Rewrite the records from the start through the line containing "[(352, 287)]", keeping every line, and increase each x and y coordinate by 5.
-- start of Supplied material --
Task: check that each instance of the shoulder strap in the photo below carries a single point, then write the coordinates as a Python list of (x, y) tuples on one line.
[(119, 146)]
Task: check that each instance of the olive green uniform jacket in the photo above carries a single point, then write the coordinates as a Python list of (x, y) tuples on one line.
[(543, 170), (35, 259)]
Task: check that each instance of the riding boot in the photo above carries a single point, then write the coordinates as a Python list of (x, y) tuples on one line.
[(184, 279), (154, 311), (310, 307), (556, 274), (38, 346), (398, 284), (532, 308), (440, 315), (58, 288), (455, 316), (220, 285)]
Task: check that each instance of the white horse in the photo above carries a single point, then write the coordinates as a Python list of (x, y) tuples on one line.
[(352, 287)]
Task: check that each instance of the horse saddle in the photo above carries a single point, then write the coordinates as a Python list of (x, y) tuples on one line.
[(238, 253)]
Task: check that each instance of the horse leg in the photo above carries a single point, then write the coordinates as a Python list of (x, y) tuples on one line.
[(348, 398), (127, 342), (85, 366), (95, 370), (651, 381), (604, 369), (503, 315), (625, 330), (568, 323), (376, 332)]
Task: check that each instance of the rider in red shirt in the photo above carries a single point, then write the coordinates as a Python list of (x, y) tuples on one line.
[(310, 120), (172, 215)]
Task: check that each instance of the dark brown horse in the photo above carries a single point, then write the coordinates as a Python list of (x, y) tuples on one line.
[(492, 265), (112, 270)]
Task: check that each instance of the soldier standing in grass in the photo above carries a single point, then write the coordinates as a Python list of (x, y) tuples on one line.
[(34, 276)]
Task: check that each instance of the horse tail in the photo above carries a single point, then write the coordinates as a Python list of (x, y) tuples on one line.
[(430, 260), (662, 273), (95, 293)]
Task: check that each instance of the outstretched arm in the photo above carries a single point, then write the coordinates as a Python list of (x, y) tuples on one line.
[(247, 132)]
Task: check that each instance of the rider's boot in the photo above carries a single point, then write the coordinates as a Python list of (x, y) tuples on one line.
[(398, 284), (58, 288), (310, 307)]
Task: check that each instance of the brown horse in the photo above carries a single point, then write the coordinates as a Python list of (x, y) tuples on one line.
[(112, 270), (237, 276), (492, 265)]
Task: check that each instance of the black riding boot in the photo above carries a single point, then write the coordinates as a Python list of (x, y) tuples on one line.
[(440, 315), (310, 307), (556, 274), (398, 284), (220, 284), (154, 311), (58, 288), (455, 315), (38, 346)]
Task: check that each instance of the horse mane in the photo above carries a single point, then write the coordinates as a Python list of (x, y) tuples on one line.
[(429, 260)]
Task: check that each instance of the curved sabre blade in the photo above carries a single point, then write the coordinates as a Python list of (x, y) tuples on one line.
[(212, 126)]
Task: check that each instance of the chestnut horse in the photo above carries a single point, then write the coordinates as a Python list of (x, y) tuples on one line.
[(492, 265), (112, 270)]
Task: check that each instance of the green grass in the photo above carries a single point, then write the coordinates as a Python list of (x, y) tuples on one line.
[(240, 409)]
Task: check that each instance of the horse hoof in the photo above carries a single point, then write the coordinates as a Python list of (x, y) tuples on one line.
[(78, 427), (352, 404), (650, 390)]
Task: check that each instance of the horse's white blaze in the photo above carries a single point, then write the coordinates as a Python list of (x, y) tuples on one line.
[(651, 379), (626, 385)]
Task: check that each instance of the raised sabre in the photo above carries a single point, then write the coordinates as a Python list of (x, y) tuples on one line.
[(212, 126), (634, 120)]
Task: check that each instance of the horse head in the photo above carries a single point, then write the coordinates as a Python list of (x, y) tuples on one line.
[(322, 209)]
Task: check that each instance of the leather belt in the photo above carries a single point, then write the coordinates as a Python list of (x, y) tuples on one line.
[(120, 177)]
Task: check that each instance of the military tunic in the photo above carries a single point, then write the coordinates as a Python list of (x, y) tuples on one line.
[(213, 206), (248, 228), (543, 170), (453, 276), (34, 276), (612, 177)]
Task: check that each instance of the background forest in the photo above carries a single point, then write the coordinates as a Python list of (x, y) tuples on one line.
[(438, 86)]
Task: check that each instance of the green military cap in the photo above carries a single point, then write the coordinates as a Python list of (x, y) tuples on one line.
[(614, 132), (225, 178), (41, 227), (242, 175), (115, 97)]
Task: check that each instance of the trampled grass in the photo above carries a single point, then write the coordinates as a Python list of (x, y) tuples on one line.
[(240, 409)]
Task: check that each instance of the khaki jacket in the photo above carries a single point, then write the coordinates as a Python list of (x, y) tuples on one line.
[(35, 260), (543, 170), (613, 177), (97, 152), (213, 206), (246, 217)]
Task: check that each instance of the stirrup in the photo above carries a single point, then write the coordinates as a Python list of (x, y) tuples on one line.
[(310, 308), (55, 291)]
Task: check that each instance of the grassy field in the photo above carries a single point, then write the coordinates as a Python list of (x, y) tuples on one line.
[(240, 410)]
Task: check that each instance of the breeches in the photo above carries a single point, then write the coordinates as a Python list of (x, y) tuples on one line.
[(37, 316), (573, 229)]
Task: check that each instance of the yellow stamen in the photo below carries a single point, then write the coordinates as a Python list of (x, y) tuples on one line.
-- end of Supplied material --
Written answer:
Task: check that each instance of the shoulder strap in the photo below carries a single point, then write the coordinates as a Python list of (x, y) tuples on one line.
[(124, 151)]
Task: check that each instance of the olive green uniform jacket in the photo above carries a single point, then write the coordinates as a Python list of (x, y) tuples on one line.
[(548, 175), (40, 264)]
Task: check that each instance of the riding boot in the photo above carries a single point, then write the coordinates as a Python list of (x, y) tuples on one line.
[(189, 284), (159, 316), (315, 312), (561, 279), (43, 351), (403, 289), (537, 313), (445, 320), (63, 293), (460, 321), (225, 290)]
Task: check that each instance of the white horse in the photo above carries a single point, then write the coordinates as a Python list of (x, y) tuples on one line.
[(357, 292)]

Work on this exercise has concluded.